TASK PROMPT - Turn every line of the rows below into a JSON list of strings, one string per line, and leave out any blank lines.

GIVEN DATA -
* * * * *

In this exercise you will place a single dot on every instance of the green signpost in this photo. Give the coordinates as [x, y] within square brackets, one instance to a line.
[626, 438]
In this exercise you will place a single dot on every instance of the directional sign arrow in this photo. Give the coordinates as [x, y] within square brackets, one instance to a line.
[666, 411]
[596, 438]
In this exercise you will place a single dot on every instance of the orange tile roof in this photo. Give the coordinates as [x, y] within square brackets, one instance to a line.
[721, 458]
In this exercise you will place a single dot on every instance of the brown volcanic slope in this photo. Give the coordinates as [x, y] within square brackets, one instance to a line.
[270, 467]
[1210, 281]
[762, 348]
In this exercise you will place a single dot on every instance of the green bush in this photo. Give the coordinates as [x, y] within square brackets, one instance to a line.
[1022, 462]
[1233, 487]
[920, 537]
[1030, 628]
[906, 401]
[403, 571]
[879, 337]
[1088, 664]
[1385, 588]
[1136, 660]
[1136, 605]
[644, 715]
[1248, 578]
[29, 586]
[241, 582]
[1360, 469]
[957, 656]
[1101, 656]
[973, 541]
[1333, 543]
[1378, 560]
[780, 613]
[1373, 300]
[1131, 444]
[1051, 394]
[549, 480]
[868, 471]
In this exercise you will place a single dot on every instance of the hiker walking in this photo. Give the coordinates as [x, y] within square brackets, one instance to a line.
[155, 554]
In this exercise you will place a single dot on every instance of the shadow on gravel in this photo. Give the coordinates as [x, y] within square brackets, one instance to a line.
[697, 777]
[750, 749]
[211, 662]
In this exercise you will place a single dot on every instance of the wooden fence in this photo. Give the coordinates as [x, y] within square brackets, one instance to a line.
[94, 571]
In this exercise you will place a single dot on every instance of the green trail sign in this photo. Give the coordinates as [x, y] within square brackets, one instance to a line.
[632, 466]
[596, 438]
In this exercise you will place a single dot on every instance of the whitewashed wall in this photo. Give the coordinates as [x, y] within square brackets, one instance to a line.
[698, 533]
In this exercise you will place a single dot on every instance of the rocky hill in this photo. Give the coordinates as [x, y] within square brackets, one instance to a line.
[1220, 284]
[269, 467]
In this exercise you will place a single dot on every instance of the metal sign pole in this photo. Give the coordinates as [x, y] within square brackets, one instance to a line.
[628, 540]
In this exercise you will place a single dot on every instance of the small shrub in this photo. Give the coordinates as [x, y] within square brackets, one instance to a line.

* * * * *

WORKED ANSWER -
[
  "In this exercise you will place a single dot on every instance of the green signpost in this photo. Give the coordinates as [x, y] within square brackets, one instance to a line.",
  "[626, 438]",
  "In this exercise you will place a single dot on every instance of the directional sign arrow in this photo. Give the coordinates as [x, y] within square brackets, one instance to a line.",
  "[666, 411]",
  "[596, 438]",
  "In this exercise you will place a single dot on every instance of the orange tile roof in this photo. Give the coordinates as [x, y] within square brackets, one instance to a line.",
  "[721, 458]",
  "In this exercise you will place a single dot on every instance of the brown volcanic slope in this photo. Give the coordinates as [x, y] within square brackets, one instance to a line.",
  "[270, 467]",
  "[1210, 281]",
  "[762, 348]",
  "In this exercise you will place a single dot on every instance of the green bush in this photo. Give the coordinates as [x, y] within square brackets, one instance to a line.",
  "[1022, 462]",
  "[1233, 487]",
  "[920, 537]",
  "[1030, 628]",
  "[906, 401]",
  "[403, 571]",
  "[879, 337]",
  "[1088, 664]",
  "[1385, 588]",
  "[1136, 660]",
  "[1136, 605]",
  "[644, 715]",
  "[1248, 578]",
  "[29, 586]",
  "[241, 582]",
  "[1360, 469]",
  "[957, 656]",
  "[1101, 656]",
  "[973, 541]",
  "[1333, 543]",
  "[1378, 560]",
  "[780, 613]",
  "[1373, 300]",
  "[1131, 444]",
  "[1051, 394]",
  "[549, 480]",
  "[868, 471]",
  "In this exercise you will place a single dot on every instance of the hiker walking in this photo. Give the coordinates as [x, y] within square brackets, one instance to a line.",
  "[155, 554]",
  "In this exercise you will place a single dot on every instance of the shadow on gravel in this photo. Give the coordinates as [x, y] within square brackets, one instance to a line.",
  "[697, 777]",
  "[750, 749]",
  "[211, 662]",
  "In this exercise you will place a single dot on every instance of the wooden fence in this photo. Give the coordinates as [x, y] within square brackets, one instance to a line.",
  "[94, 571]",
  "In this exercise you will place a single dot on every instance of the green trail sign in this photo. Give the coordinates as [x, y] within square brackets, one instance to a line.",
  "[632, 466]",
  "[596, 438]",
  "In this exercise you will place a single dot on every instance of the whitewashed wall in this photo. Give the coordinates as [x, y] within square brackets, one instance to a line.",
  "[698, 533]",
  "In this exercise you will place a single dot on every instance of the rocky hill in this photo. Give the coordinates as [x, y] within square brackets, one instance to a line.",
  "[1220, 284]",
  "[269, 467]",
  "In this exercise you will place a single dot on every instance of the metal sign pole in this photo. Give the coordinates as [x, y] within square brackets, one instance to a line.",
  "[628, 540]",
  "In this exercise you will place a single dot on every instance of the small shrub in this photo. Give the coordinates as [x, y] within square brackets, one instance to a line."
]